__WHAT IS EXPECTED__
Every record below should be printed exactly as it appears.

━━━━━ RECORD LIST ━━━━━

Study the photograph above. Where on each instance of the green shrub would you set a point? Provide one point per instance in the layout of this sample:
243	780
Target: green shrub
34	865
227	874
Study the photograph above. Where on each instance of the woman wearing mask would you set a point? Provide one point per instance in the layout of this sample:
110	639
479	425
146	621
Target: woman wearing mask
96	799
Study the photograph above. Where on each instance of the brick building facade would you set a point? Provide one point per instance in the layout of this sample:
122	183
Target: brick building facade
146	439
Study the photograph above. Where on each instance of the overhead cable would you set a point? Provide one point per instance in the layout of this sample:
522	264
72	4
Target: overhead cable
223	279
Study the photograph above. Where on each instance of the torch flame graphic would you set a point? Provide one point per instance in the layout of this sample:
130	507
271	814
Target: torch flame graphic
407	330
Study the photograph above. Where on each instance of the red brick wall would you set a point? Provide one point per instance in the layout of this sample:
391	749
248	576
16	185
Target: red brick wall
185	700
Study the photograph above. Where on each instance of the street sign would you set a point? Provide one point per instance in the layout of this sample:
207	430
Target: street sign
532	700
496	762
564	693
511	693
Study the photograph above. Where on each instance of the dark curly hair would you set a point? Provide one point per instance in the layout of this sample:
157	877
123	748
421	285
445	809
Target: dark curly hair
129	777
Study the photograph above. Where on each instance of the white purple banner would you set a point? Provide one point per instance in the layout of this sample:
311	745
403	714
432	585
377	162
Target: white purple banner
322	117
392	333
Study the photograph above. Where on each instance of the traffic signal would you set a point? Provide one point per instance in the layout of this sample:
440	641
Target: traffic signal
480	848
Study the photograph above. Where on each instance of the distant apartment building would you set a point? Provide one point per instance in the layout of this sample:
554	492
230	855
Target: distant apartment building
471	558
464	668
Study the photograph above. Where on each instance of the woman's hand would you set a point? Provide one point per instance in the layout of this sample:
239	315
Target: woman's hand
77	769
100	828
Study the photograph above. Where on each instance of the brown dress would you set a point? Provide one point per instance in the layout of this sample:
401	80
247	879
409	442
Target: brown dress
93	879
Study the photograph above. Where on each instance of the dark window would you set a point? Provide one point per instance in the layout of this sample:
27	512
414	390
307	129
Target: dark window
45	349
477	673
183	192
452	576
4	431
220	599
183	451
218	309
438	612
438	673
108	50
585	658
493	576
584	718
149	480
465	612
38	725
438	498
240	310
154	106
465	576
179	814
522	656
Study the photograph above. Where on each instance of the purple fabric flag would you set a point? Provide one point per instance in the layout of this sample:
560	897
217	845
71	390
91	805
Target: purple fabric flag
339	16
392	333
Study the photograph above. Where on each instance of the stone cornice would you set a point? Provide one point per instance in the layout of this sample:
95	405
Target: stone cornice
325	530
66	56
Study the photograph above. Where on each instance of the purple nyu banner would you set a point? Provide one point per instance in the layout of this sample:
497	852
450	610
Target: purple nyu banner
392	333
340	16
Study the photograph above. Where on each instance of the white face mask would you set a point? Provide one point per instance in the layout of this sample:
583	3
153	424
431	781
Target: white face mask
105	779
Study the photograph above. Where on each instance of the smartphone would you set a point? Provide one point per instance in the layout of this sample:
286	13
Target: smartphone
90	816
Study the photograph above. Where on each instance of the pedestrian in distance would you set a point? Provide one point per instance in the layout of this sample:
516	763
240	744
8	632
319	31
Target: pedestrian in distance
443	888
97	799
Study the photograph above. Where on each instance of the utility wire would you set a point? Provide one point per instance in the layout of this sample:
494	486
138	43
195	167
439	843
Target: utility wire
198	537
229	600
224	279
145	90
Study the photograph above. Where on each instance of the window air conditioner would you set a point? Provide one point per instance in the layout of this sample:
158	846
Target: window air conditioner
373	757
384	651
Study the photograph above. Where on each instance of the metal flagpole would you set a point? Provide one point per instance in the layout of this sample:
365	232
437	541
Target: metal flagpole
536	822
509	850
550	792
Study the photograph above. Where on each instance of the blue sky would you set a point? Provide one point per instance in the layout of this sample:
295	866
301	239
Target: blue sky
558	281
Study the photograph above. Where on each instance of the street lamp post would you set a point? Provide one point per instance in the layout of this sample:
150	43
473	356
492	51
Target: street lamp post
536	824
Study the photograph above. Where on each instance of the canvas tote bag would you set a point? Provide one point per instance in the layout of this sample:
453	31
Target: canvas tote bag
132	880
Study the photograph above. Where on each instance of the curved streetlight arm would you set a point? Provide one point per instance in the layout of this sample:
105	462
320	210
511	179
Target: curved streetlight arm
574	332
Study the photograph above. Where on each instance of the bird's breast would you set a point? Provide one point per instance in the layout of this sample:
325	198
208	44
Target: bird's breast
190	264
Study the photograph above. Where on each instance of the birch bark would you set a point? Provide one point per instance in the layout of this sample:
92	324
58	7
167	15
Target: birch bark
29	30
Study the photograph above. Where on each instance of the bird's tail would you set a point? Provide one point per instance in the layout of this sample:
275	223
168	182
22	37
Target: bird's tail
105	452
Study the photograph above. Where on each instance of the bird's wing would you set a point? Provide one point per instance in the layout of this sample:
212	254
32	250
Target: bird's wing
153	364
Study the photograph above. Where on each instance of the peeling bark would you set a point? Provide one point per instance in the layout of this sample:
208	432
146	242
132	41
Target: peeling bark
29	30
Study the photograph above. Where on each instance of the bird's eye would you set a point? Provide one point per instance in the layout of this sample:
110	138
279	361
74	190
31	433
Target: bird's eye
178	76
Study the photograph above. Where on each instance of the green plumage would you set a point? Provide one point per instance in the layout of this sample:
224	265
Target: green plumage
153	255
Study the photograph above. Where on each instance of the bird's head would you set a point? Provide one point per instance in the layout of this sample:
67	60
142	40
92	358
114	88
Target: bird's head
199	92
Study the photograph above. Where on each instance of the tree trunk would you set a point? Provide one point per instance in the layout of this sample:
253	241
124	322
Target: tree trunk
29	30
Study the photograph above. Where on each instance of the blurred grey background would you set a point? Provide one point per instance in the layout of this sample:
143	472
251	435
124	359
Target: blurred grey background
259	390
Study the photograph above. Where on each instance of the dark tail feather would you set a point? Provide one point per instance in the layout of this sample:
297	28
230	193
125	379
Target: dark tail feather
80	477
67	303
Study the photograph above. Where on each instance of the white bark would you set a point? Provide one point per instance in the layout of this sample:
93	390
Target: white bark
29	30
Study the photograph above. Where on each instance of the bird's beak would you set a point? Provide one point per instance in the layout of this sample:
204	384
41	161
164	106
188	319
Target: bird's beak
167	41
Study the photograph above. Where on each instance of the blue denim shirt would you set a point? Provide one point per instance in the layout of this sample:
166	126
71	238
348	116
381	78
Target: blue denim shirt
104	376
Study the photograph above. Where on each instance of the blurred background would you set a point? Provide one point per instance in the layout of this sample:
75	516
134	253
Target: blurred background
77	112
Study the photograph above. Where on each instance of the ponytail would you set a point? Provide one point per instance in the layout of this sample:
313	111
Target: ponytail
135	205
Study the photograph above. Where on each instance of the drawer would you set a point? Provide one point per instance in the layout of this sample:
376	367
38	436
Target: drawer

━━━━━

__FULL ANSWER__
Study the photograph above. Where on each instance of the green shrub would you set a point? Provide one point per instance in the layout of this sample:
243	780
Target: green shrub
34	865
227	874
Study the photograph above. Where on each instance of the woman wearing mask would you set a point? Provide one point per instance in the layout of this sample:
110	639
479	425
146	621
Target: woman wearing mask
96	799
Study the photograph above. Where on each instance of the brick building facade would you set a point? Provide one point per instance in the layout of this sample:
122	183
Target: brick building facade
146	439
Study the photograph above. Where on each instance of the overhead cable would you set a point? Provide one point per instance in the layout of this sample:
522	264
72	4
Target: overhead cable
223	279
Study the photograph above. Where on each instance of the torch flame graphic would you set a point? Provide one point per instance in the layout of this sample:
130	507
271	814
Target: torch flame graphic
407	330
Study the photograph above. Where on each instance of the red brick wall would you set a point? Provide one point per instance in the layout of this sample:
391	749
248	576
16	185
Target: red brick wall
185	700
Study the photograph above. Where on each instance of the street sign would you set a point? Provide one point per instance in the layout of this sample:
207	430
Target: street sign
532	700
496	762
564	693
511	693
Study the photograph above. Where on each instance of the dark curly hair would you set a point? Provide one point per instance in the layout of this sample:
157	877
123	748
421	285
445	809
Target: dark curly hair
129	777
Study the photograph above. Where on each instance of the white purple banner would you set a point? Provide one point per instance in the layout of this sample:
311	745
403	714
432	585
377	162
Target: white purple banner
322	117
392	333
Study the photograph above. Where on each instance of the traffic signal would you set a point? Provide one point per instance in the layout of this sample:
440	641
Target: traffic signal
480	848
Study the photograph above. Where on each instance of the distant apartment building would you set a point? Provide one point per instance in the layout of this sample:
554	492
230	855
Target: distant apartment building
471	558
464	668
Study the photograph above. Where on each instance of the woman's hand would you set a point? Provide one point per instance in the layout of this sample:
239	315
Target: woman's hand
77	769
100	828
Study the photograph above. Where on each instance of the brown dress would you set a point? Provide one point per instance in the layout of this sample:
401	80
247	879
409	442
Target: brown dress
93	879
Study the photograph above. Where on each instance of the dark window would you set a point? Provide one point per instance in the layout of this sample:
27	512
414	390
307	129
Target: dark window
45	349
477	673
183	192
452	576
4	431
220	599
183	451
218	309
438	612
438	673
108	50
585	658
493	576
584	718
149	480
465	612
38	725
438	498
240	310
154	106
465	576
179	814
522	656
Study the photograph above. Where on each instance of the purple fabric flag would you set a point? Provide one point per instance in the layout of this sample:
560	897
217	845
71	390
91	805
Target: purple fabric flag
339	16
392	333
Study the photograph above. Where on each instance of the stone cornice would you set a point? Provide one point per instance in the layout of this sample:
95	405
Target: stone cornice
325	530
66	56
Study the photograph above. Where on each instance of the purple nyu banner would you set a point? Provide one point per instance in the layout of this sample:
497	852
450	610
Target: purple nyu banner
392	333
340	16
Study the photograph above. Where on each instance of the white face mask would you set a point? Provide one point per instance in the layout of this sample:
583	3
153	424
431	781
Target: white face mask
105	779
Study the photograph above. Where on each instance of the smartphone would you set a point? Provide one point per instance in the layout of this sample:
286	13
Target: smartphone
90	816
Study the photograph above. Where on each instance of the pedestrian in distance would you set a point? Provide one point per instance in the layout of this sample:
516	763
240	744
8	632
319	31
Target: pedestrian in distance
443	888
97	799
Study the photograph above. Where on each instance of the utility wire would you set a point? Provide one point per instance in the layout of this sample:
494	486
138	43
195	167
439	843
Target: utility wire
198	537
229	600
224	279
145	90
Study the photograph above. Where on each instance of the window air conditioner would you set a point? Provide one point per instance in the layout of this sample:
158	846
Target: window air conditioner
373	757
384	651
Study the photograph above. Where on each instance of the metal flagpole would you set a point? Provide one point per instance in the layout of this sample:
365	232
437	541
Target: metal flagpole
536	822
509	850
550	792
Study the photograph above. Where on each instance of the blue sky would you set a point? Provide one point per instance in the layout of this sample:
295	866
301	239
Target: blue sky
558	281
Study the photograph above. Where on each instance of the street lamp post would you set a point? Provide one point per instance in the layout of this sample:
150	43
473	356
492	51
Target: street lamp post
536	824
Study the photograph above. Where on each instance of the canvas tote bag would you set a point? Provide one point per instance in the layout of this sample:
453	31
Target: canvas tote bag
132	880
Study the photograph above. Where on each instance of the curved streetlight arm would you set a point? Provide one point per instance in the layout of this sample:
105	462
320	210
511	179
Target: curved streetlight arm
574	332
Study the photograph above. Where on each instance of the bird's breast would you set a point? Provide one point per instance in the layout of this sample:
325	198
208	44
Target: bird's breast
190	264
Study the photograph above. Where on each instance of the birch bark would you set a point? Provide one point per instance in the layout of this sample:
92	324
58	7
167	15
Target: birch bark
29	30
Study the photograph above. Where on each instance of the bird's tail would you set a point? Provide one point per instance in the layout of this sample:
275	223
168	182
22	37
Target: bird's tail
105	452
Study the photograph above. Where on each instance of the bird's wing would you set a point? Provide one point per instance in the layout of this sample:
212	254
32	250
Target: bird's wing
153	364
Study the photograph above. Where on each instance of the peeling bark would you set a point? Provide one point per instance in the layout of this sample:
208	432
146	242
132	41
Target: peeling bark
29	30
Study the photograph above. Where on each instance of the bird's eye would you set a point? Provide one point per instance in the layout of this sample:
110	138
279	361
74	190
31	433
Target: bird's eye
178	76
Study the photograph above. Where on each instance of the green plumage would you set a point? Provide one point per instance in the layout of this sample:
224	265
Target: green plumage
153	255
Study the photograph above. Where on each instance of the bird's head would you set a point? Provide one point per instance in the layout of this sample:
67	60
142	40
92	358
114	88
Target: bird's head
199	92
Study the photograph above. Where on each instance of the tree trunk would you set a point? Provide one point per instance in the layout of this sample:
253	241
124	322
Target: tree trunk
29	30
Study the photograph above. Where on each instance of the blurred grey background would you set a point? Provide one point per instance in the layout of this sample:
143	472
251	435
124	359
Target: blurred grey background
259	390
Study the photograph above. Where on each instance of the dark tail feather would you set a point? Provide one point per instance in the layout of this sample:
297	28
230	193
125	379
Target: dark tail feather
80	477
67	303
Study the photograph above. Where on each instance of the white bark would you set a point? Provide one point per instance in the layout of this sample:
93	390
Target: white bark
29	30
Study the photograph above. Where on each instance of the bird's beak would you set a point? Provide one point per instance in the layout of this sample:
204	384
41	161
164	106
188	319
Target: bird's beak
167	41
Study the photograph above. Where on each instance of the blue denim shirt would you set a point? Provide one point per instance in the layout of this sample:
166	126
71	238
348	116
381	78
Target: blue denim shirt
104	376
Study the photograph above. Where on each instance of the blurred background would you set a point? Provide one point per instance in the layout of this sample:
75	516
134	253
Target: blurred background
77	112
Study the photograph above. Where on each instance of the ponytail would you set a point? Provide one point per instance in the layout of this sample:
313	111
Target: ponytail
135	205
Study the photograph above. Where on each instance of the drawer would you set a point? Provide one point per instance in the layout of this sample:
376	367
38	436
Target: drawer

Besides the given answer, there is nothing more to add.